**Stated exercise:**
All records are to be retyped faithfully and completely.

--- begin Material to process ---

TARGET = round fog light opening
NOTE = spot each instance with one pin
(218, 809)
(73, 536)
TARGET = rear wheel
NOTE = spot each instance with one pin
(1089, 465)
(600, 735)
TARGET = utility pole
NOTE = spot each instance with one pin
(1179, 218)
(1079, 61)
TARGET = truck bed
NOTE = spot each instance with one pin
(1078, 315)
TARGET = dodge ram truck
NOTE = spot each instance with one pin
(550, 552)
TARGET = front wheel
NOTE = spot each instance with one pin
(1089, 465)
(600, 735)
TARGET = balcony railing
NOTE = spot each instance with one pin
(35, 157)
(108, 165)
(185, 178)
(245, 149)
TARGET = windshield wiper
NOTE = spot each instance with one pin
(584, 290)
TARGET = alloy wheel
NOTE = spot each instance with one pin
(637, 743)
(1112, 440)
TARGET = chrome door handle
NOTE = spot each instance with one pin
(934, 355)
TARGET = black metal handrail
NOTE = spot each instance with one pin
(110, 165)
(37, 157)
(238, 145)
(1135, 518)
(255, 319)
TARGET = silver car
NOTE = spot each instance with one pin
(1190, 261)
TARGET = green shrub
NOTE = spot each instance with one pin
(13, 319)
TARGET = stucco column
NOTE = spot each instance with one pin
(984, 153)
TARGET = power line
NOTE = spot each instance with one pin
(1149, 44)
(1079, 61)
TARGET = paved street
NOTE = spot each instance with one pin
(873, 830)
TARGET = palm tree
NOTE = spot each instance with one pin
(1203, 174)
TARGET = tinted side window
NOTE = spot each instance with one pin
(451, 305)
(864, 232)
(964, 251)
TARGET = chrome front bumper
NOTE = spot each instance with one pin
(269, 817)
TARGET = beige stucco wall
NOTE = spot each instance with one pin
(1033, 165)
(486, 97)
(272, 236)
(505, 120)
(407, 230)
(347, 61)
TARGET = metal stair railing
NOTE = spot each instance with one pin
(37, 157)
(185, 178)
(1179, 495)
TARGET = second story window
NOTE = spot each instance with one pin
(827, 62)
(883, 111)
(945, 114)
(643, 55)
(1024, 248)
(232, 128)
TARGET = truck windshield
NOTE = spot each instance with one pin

--- end Material to process ---

**Expected output:**
TARGET = round fog light opening
NOTE = spot each instance with one pin
(218, 809)
(73, 536)
TARGET = rear wheel
NOTE = spot each instance with one pin
(1089, 465)
(600, 735)
TARGET = utility pole
NOTE = spot each instance with one pin
(1179, 218)
(1079, 61)
TARGET = truck bed
NOTE = spot each instance with one pin
(1078, 315)
TARGET = dodge ram truck
NOTE = spot each instance with one pin
(550, 552)
TARGET = front wheel
NOTE = spot each instance with one pin
(1089, 465)
(600, 735)
TARGET = balcony railing
NOTE = spot each instance with one pin
(35, 157)
(108, 165)
(185, 178)
(245, 149)
TARGET = windshield wiper
NOTE = spot each instance with one pin
(584, 290)
TARGET = alloy wheel
NOTE = spot each instance with one pin
(637, 743)
(1112, 440)
TARGET = chrome door handle
NOTE = spot each instance with one pin
(934, 355)
TARGET = black metal handrail
NOTE = spot each instance with one pin
(110, 165)
(37, 157)
(238, 145)
(1135, 518)
(255, 319)
TARGET = silver car
NOTE = spot each instance with one pin
(1190, 261)
TARGET = green shrub
NOTE = spot each instance with one pin
(13, 319)
TARGET = stucco column
NOTE = spot each instance with one pin
(984, 153)
TARGET = power line
NOTE = spot each instance with one pin
(1149, 44)
(1079, 61)
TARGET = paved street
NOTE = spot each instance with one pin
(873, 830)
TARGET = palm tree
NOTE = spot each instance with one pin
(1203, 174)
TARGET = tinted side window
NOTE = spot each instance with one pin
(451, 305)
(864, 232)
(964, 251)
TARGET = chrome front bumper
NOTE = spot each instance with one pin
(269, 817)
TARGET = beige stucco wall
NOTE = spot each instance with one pin
(1033, 165)
(486, 97)
(272, 236)
(505, 120)
(407, 230)
(347, 61)
TARGET = metal stair railing
NOTE = spot each instance with one pin
(37, 157)
(185, 178)
(1179, 495)
TARGET = second story window
NOTE = spot each instance with one pin
(827, 62)
(883, 111)
(945, 114)
(643, 55)
(1024, 248)
(232, 128)
TARGET = truck windshield
NOTE = spot each instance with one pin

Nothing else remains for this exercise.